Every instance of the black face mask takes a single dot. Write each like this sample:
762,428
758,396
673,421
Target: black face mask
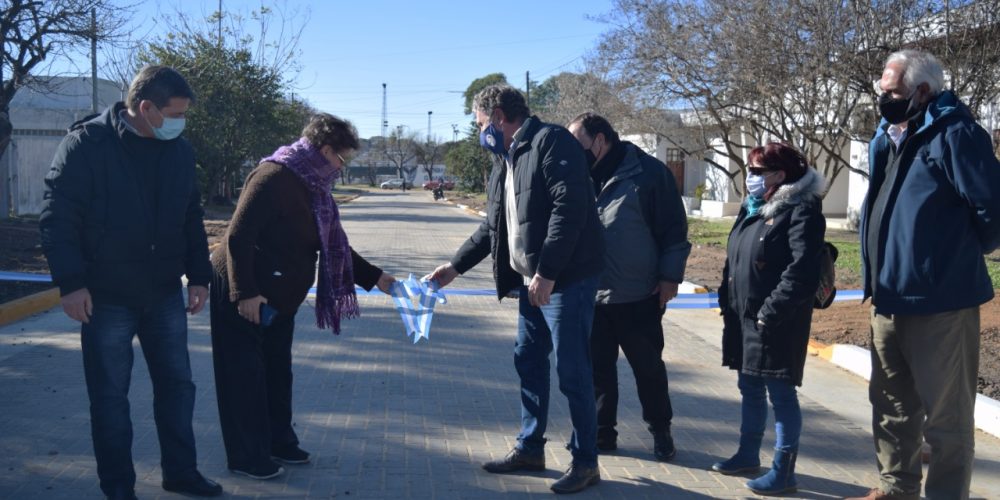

──────

WHAT IS BEING ASKED: Please retype all of the material exactly, skipping whatever images it holds.

RESPONSE FOR THIS EXERCISE:
Every instance of the black face mask takes a single dot. Write each like this sample:
762,428
758,396
673,421
Target: black face mask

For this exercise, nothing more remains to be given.